> Objective
Would you transcribe all of the data exactly, down to the last character?

=-=-=

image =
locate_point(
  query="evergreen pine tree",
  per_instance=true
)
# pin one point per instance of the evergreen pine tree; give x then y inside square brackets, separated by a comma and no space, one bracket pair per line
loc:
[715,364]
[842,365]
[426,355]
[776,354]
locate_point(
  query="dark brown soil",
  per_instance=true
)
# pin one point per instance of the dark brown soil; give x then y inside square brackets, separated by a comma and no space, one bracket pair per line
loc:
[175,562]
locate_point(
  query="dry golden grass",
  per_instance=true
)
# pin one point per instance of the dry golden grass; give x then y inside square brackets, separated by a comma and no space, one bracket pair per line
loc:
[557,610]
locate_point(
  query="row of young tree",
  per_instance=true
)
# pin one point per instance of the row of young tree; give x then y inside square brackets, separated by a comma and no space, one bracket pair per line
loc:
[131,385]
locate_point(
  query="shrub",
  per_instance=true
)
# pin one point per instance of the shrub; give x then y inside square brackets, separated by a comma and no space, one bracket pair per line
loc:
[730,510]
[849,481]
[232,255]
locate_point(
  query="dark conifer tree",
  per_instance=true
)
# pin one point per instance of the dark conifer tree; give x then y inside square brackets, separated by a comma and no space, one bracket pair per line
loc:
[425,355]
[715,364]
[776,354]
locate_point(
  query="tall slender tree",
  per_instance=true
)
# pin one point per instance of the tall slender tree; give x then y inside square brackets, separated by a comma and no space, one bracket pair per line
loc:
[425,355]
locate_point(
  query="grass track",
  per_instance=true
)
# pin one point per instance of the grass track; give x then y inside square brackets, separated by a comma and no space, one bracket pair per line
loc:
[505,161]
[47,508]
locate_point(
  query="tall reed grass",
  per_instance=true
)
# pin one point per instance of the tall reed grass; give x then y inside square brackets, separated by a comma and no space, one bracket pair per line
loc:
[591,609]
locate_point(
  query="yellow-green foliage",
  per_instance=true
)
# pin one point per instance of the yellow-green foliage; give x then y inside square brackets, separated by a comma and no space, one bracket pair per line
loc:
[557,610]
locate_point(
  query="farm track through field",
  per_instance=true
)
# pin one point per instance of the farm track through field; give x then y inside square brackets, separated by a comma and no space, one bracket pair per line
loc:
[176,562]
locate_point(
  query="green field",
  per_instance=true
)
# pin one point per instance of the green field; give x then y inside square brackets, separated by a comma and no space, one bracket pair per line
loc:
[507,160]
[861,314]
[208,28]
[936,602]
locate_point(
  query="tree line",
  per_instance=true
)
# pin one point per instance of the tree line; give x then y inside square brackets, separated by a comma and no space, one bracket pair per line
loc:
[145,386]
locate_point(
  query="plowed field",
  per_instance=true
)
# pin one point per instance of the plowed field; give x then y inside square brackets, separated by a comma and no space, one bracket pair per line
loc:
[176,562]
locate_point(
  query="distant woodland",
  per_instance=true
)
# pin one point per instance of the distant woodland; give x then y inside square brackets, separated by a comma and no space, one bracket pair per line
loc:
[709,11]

=-=-=

> Completed exercise
image =
locate_point(
  query="evergreen pine tree",
  per_instance=true
)
# pin one point per instance of the evergreen pine tree; give x then y inside square brackets, separated by a comma and no space, one bracket pair per line
loc:
[715,364]
[842,365]
[426,355]
[776,354]
locate_point(
  query="dark brown soil",
  per_instance=true
)
# pin one point per instance of the dark brown soil; give x then y inside square brackets, separated by a comma and no space, one bracket pair per line
loc:
[175,562]
locate_point(
  query="dry golden grass",
  per_instance=true
)
# pin one point per instance of the dry golden grass; give x then y inside square brackets, separated by a comma and no space, one bracket pair per line
loc:
[557,610]
locate_point(
  query="row of young tree",
  per_instance=true
)
# pin one point per instance of the row of young tree; give x then y inside square brackets, separated by a comma and no space, one bracket pair per line
loc:
[131,385]
locate_point(
  query="shrub",
  per_instance=true
)
# pin one point per instance of the shrub; give x then y inside square brackets, separated by a comma and no space, one bracket pair per line
loc:
[730,510]
[849,481]
[232,255]
locate_point(
  query="dark conifer tree",
  per_instance=true
)
# pin one point per instance of the dark conifer tree; give x then y inside square brackets, separated by a comma and no space, one bracket pair per line
loc:
[425,355]
[715,364]
[776,354]
locate_point(
  query="tall slender tree",
  per_instance=true
)
# pin one point per instance of the tall slender tree; give x then y inside square brackets, separated by a comma and no space, one bracket pair per line
loc:
[425,355]
locate_point(
  query="grass track",
  per_instance=true
)
# pin one point per instance of the grass track; give x then y inside square brackets, separated by a comma and no space, one bracket pair per line
loc:
[505,161]
[47,508]
locate_point(
  query="tall reed grass",
  per_instance=true
)
# pin one point per instance of the tall reed grass; give x then y inside square brackets, separated by a comma and no space, one bracket pair per line
loc:
[591,609]
locate_point(
  query="yellow-green foliage",
  per_instance=true
)
# pin one point per instance of the yellow-green foliage; give x then y inside square brackets, separated by a comma and no space, one bracket pair per line
loc:
[557,610]
locate_point(
  query="farm track through field",
  per_instance=true
)
# pin one point per instance of the farm track through field; give x then y inside square brackets, separated by a comma and no space, one bracket pair per line
loc:
[176,562]
locate_point(
  query="green field",
  per_instance=true
)
# pin one point per instance of the green field; give x then y inside square brackets, separated by a comma and no space, one bracket pair per line
loc:
[507,160]
[861,314]
[208,28]
[936,602]
locate_point(
  query="tree line",
  per_instance=true
)
# pin one point per instance of the tree line; give x then y inside square brackets, separated by a comma and no space, one bracket pair per line
loc:
[145,386]
locate_point(
  query="plowed field",
  per_instance=true
)
# pin one point per instance of the plowed field; give x then y inside square brackets, separated by a comma and no space, one bracket pair per line
loc:
[176,562]
locate_point(
  query="distant woodland",
  per_instance=true
)
# pin one point per instance of the distant woodland; give x then y inside square brackets, separated by a comma and no space, one bracket pair per line
loc:
[709,11]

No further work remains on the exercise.